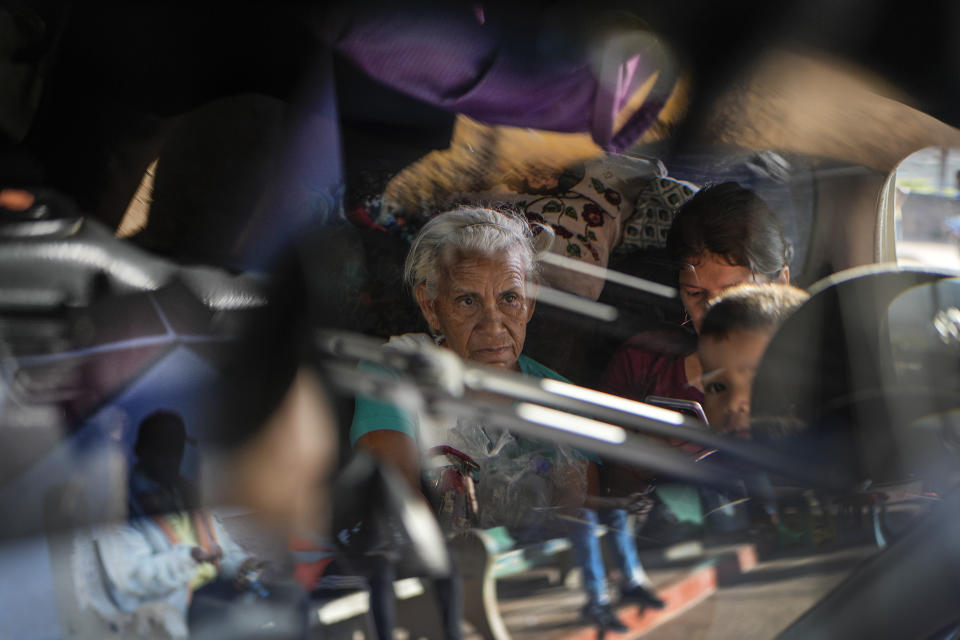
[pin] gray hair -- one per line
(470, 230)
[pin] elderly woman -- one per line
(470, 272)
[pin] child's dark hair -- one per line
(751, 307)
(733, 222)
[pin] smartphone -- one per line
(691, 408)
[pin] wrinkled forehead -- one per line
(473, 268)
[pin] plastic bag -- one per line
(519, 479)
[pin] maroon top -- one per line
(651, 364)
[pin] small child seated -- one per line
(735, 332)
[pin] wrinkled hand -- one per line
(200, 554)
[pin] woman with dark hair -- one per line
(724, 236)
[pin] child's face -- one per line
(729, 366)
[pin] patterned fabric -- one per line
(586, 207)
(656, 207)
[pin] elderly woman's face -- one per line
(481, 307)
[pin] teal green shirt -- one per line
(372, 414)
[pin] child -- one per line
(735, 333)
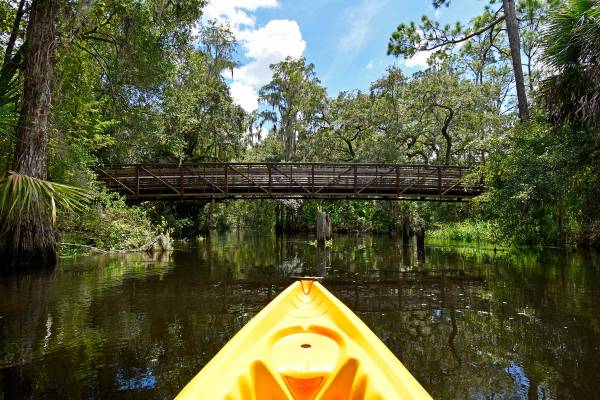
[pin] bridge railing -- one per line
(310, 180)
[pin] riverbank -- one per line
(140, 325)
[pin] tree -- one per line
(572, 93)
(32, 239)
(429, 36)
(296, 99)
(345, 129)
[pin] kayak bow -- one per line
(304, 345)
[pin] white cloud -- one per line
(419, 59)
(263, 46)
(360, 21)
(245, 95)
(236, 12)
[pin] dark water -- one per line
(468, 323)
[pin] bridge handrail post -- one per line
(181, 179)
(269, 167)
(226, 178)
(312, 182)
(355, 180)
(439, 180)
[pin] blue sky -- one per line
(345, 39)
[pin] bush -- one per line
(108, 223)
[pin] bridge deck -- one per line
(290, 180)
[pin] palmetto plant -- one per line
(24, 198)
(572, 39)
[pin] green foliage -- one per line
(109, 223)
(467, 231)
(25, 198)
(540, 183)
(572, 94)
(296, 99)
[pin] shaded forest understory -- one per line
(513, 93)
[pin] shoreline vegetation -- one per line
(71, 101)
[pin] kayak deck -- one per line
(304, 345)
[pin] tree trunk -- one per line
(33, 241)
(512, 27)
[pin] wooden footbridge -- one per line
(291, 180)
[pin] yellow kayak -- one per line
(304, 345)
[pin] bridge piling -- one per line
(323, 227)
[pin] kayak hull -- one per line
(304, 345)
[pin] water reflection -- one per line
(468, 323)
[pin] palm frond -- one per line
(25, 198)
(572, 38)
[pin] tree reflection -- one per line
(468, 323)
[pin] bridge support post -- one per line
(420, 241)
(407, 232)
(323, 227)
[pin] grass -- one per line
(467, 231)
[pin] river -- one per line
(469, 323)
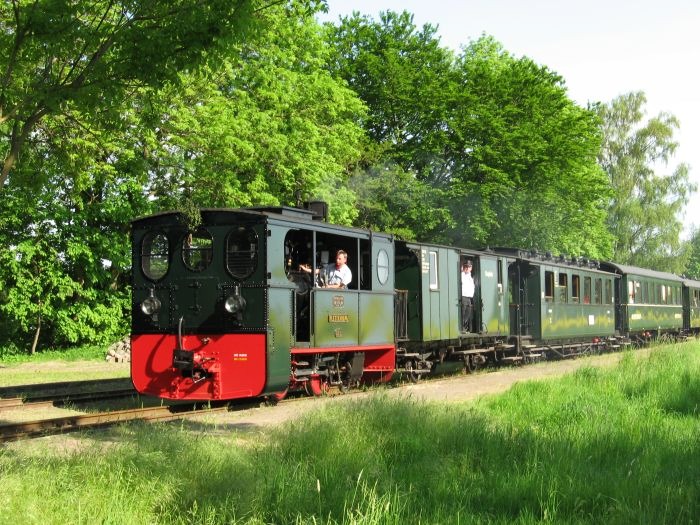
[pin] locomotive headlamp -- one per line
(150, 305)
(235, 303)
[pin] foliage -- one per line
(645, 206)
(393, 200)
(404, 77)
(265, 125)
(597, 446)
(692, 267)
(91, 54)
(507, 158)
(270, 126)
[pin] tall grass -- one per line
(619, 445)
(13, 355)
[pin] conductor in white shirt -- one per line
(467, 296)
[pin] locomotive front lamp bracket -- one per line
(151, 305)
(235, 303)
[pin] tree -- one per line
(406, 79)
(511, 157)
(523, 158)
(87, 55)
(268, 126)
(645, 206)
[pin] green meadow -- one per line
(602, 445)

++++++

WHAT IS NEEDED
From the listing above, print every entry precisely and drop the pictures.

ANSWER FOR THE TASK
[pin] gray hair -- one per line
(470, 230)
[pin] elderly woman -- one per line
(470, 272)
[pin] child's dark hair -- one per line
(751, 307)
(733, 222)
[pin] smartphone -- one per line
(691, 408)
[pin] wrinkled forehead -- one per line
(473, 268)
[pin] plastic bag -- one per line
(519, 479)
[pin] maroon top -- one per line
(651, 364)
[pin] small child seated -- one per line
(735, 332)
[pin] wrinkled hand -- one per line
(200, 554)
[pin] woman with dark hair -- one per line
(724, 236)
[pin] child's face -- one per line
(729, 366)
[pin] patterned fabric -- one per line
(586, 207)
(656, 207)
[pin] elderly woman's face -- one per line
(481, 307)
[pin] teal green shirt -- one per line
(372, 414)
[pin] child -- one per line
(735, 333)
[pin] bridge railing -- one per line
(310, 180)
[pin] riverbank -- one per line
(140, 325)
[pin] tree -- one per line
(572, 93)
(32, 239)
(429, 36)
(296, 99)
(345, 129)
[pin] kayak bow -- one per line
(304, 345)
[pin] white cloud -- one per line
(419, 59)
(263, 46)
(360, 21)
(245, 95)
(236, 12)
[pin] dark water -- one per line
(468, 323)
[pin] bridge handrail post -- one per line
(181, 179)
(269, 167)
(226, 178)
(312, 182)
(355, 180)
(439, 180)
[pin] blue sky -- one per line
(345, 39)
[pin] bush -- one per line
(108, 223)
[pin] bridge deck -- one per line
(290, 180)
[pin] palmetto plant -- one per line
(24, 198)
(572, 39)
[pin] green foliage -- one per line
(109, 223)
(467, 231)
(25, 198)
(540, 183)
(572, 94)
(296, 99)
[pin] shaded forest understory -- one per line
(513, 93)
[pin] shoreline vegetation -- one per line
(71, 101)
[pin] kayak deck -- one per line
(304, 345)
[pin] tree trunk -- one per line
(33, 241)
(512, 27)
[pin] wooden footbridge -- one per line
(291, 180)
[pin] yellow kayak -- one per line
(304, 345)
[pin] bridge piling -- one per line
(323, 227)
[pin] kayak hull -- one per line
(304, 345)
[pin] water reflection -- one per line
(468, 323)
[pin] palm frond -- one per line
(25, 198)
(572, 38)
[pin] tree reflection -- one per line
(468, 323)
[pin] bridge support post -- one per line
(420, 241)
(407, 232)
(323, 227)
[pin] grass -- one per line
(467, 231)
[pin] river -- one per line
(469, 323)
[pin] locomotive headlamp -- one per line
(150, 305)
(235, 303)
[pin] foliage -- one per line
(645, 206)
(393, 200)
(404, 77)
(265, 125)
(597, 446)
(692, 267)
(91, 54)
(507, 158)
(270, 126)
[pin] tall grass -- one per line
(619, 445)
(13, 355)
[pin] conductor in white shirt -- one per line
(467, 296)
[pin] locomotive front lamp bracket -- one per line
(151, 305)
(235, 303)
[pin] tree -- one per line
(406, 79)
(511, 157)
(523, 158)
(87, 55)
(268, 126)
(645, 206)
[pin] green meadow -- one per line
(602, 445)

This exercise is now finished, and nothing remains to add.